**Görev Yönergeleri:**
(1) Aşağıdaki (a), (b) ve (c) ifadeleri göz kapağı yaralanmaları metniyle uyuşuyor mu? Her biri için evet ya da hayır deyip karara götüren sözleri metinden aynen alıntılayın: (a) Yazı Şubat 2024'te yayımlanmıştır. (b) Adı geçen hastanelerden biri İstanbul'dadır. (c) Yazı 17. sayfada başlar.
(2) Göz kapağı yaralanmaları metninin "Turk J Ophthalmol" sözleriyle başlayıp "Bilgi mevcut değil." sözleriyle biten kısmını, "Göz Hastalıkları Kliniği" yerine "Göz Kliniği" koyarak yeniden yazın.
(3) Göz kapağı yaralanmaları metnine göre şu soruları yanıtlayın:
(a) Yazı hangi tarihte alınmıştır?
(b) Yazının türü nedir?
(c) Çalışmanın amacı neyin değerlendirilmesidir?

**Gösterilen Metin:**
Göz Kapağı Yaralanmalarının Demografik, Etiyolojik ve Klinik Özellikleri
PDF
Atıf
Paylaş
Talep
Özgün Araştırma
P: 17-22
Şubat 2024

Göz Kapağı Yaralanmalarının Demografik, Etiyolojik ve Klinik Özellikleri

Turk J Ophthalmol 2024;54(1):17-22
1. Sakarya Üniversitesi Eğitim ve Araştırma Hastanesi, Göz Hastalıkları Kliniği, Sakarya, Türkiye
2. Serdivan Devlet Hastanesi, Göz Hastalıkları Kliniği, Sakarya, Türkiye
Bilgi mevcut değil.
Bilgi mevcut değil
Alındığı Tarih: 07.08.2023
Kabul Tarihi: 15.12.2023
Yayın Tarihi: 22.02.2024
PDF
Atıf
Paylaş
Talep

ÖZET

Amaç:

Göz kapağı yaralanmalarında (GKY) demografik, etiyolojik ve eşlik eden klinik faktörlerin değerlendirilmesi.

**Veri Parçaları:**
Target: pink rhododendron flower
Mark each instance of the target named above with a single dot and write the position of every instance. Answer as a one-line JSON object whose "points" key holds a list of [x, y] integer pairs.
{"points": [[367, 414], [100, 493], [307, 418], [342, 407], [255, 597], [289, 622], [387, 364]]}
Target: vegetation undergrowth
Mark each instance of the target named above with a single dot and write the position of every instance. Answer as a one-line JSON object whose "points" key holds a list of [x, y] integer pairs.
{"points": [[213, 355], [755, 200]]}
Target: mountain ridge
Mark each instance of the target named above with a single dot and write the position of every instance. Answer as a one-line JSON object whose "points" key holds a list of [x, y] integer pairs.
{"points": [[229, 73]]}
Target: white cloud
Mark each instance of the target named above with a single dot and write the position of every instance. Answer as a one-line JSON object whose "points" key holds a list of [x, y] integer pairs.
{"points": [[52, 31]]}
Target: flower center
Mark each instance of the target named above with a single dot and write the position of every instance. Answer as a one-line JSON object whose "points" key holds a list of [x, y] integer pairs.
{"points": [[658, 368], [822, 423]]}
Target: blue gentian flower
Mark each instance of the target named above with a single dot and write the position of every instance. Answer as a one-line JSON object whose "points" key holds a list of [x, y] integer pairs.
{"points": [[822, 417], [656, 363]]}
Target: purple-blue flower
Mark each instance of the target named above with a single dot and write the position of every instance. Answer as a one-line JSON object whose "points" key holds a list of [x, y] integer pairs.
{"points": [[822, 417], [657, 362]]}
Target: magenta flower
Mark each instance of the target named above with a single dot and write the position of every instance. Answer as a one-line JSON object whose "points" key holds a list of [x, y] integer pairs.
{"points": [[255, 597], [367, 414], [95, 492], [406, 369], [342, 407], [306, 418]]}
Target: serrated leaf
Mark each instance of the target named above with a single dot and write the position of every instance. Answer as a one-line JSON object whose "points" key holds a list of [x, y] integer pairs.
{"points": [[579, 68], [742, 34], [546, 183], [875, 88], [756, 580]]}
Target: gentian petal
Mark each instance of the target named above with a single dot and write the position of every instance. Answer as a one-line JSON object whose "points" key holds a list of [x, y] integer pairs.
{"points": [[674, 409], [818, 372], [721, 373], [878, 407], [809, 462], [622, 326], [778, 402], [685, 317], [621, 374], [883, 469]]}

--

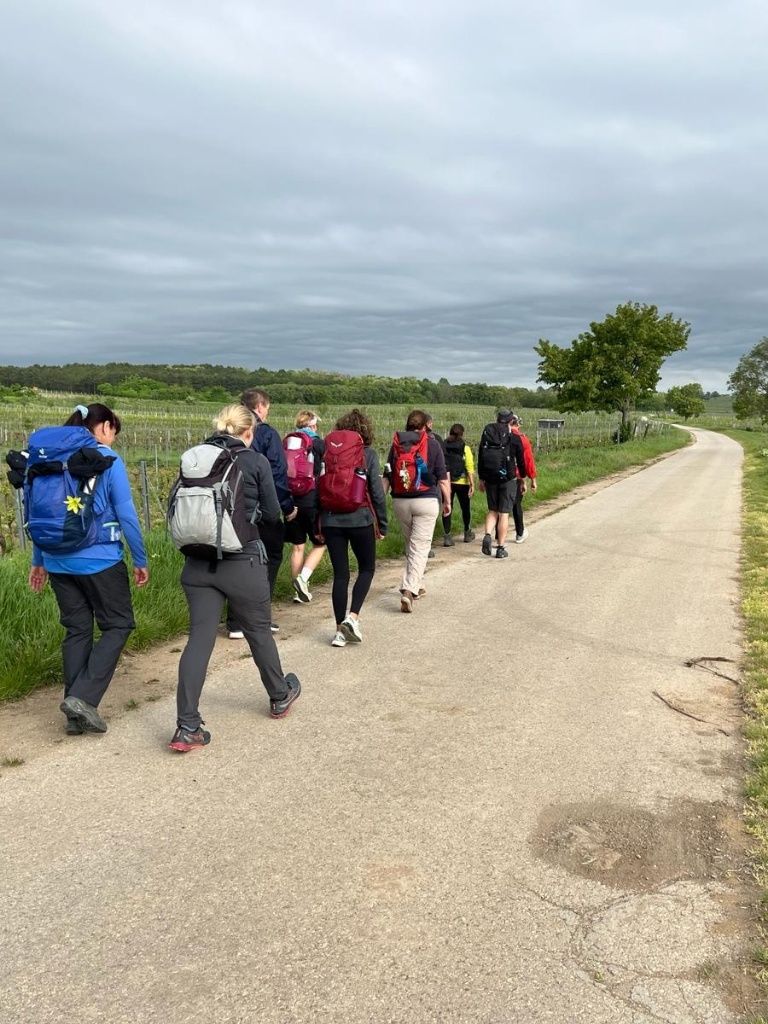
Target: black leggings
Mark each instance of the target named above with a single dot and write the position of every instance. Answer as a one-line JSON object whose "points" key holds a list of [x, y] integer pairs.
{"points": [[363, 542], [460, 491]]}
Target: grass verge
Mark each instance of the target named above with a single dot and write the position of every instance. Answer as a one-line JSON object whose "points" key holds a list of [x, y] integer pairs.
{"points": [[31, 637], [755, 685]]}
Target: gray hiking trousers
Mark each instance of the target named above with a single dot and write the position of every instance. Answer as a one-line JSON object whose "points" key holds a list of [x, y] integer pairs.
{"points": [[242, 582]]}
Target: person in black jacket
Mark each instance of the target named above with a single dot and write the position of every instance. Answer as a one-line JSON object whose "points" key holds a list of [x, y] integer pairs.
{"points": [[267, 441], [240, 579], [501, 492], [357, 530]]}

--

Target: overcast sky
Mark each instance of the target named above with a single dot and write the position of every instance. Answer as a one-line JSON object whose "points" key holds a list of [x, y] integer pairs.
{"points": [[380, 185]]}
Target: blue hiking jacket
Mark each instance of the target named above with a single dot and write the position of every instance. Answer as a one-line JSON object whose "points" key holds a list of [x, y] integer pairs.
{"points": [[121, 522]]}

**Çözüm Listesi:**
(1)
(a) Evet: "Yayın Tarihi: 22.02.2024"
(b) Hayır: "Sakarya Üniversitesi Eğitim ve Araştırma Hastanesi, Göz Hastalıkları Kliniği, Sakarya, Türkiye" ve "Serdivan Devlet Hastanesi, Göz Hastalıkları Kliniği, Sakarya, Türkiye"
(c) Evet: "P: 17-22"

(2)
Turk J Ophthalmol 2024;54(1):17-22
1. Sakarya Üniversitesi Eğitim ve Araştırma Hastanesi, Göz Kliniği, Sakarya, Türkiye
2. Serdivan Devlet Hastanesi, Göz Kliniği, Sakarya, Türkiye
Bilgi mevcut değil.

(3)
(a) 07.08.2023
(b) Özgün Araştırma
(c) Göz kapağı yaralanmalarında demografik, etiyolojik ve eşlik eden klinik faktörlerin değerlendirilmesi